- _Data records_
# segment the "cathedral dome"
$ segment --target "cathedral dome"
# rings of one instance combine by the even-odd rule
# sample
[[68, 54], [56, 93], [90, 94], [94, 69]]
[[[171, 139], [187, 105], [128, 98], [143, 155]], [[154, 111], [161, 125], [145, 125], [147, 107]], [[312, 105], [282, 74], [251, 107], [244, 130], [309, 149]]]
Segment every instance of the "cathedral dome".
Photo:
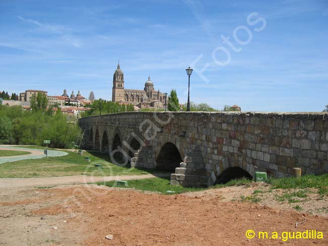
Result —
[[115, 70], [115, 73], [116, 74], [123, 74], [123, 72], [121, 70], [121, 68], [120, 67], [120, 64], [118, 64], [117, 65], [117, 69]]
[[149, 75], [148, 77], [148, 80], [146, 81], [146, 85], [153, 85], [154, 84], [152, 83], [152, 81], [150, 80], [150, 76]]
[[67, 91], [66, 90], [66, 89], [64, 90], [64, 93], [63, 94], [63, 95], [62, 95], [62, 96], [65, 96], [66, 97], [69, 97], [68, 96], [68, 95], [67, 95]]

- _Exercise prompt_
Extract the entries above line for line, with no changes. Leave the pictures out of your answer.

- _Complete output_
# segment the "cathedral dome"
$ segment --target "cathedral dome"
# rings of one instance combine by the even-odd rule
# sample
[[68, 54], [56, 93], [90, 94], [94, 69]]
[[[171, 139], [187, 105], [128, 98], [143, 155]], [[154, 111], [161, 125], [145, 125], [147, 107]], [[312, 105], [282, 74], [251, 107], [244, 130], [309, 149]]]
Segment every instance of the "cathedral dome".
Photo:
Result —
[[115, 70], [115, 73], [116, 74], [123, 74], [123, 72], [121, 70], [121, 68], [120, 67], [120, 64], [118, 64], [117, 65], [117, 69]]
[[149, 75], [148, 77], [148, 80], [146, 81], [146, 85], [153, 85], [154, 84], [152, 83], [152, 81], [150, 80], [150, 76]]
[[67, 91], [66, 90], [66, 89], [64, 90], [64, 93], [63, 94], [63, 95], [62, 95], [62, 96], [65, 96], [66, 97], [69, 97], [68, 96], [68, 95], [67, 95]]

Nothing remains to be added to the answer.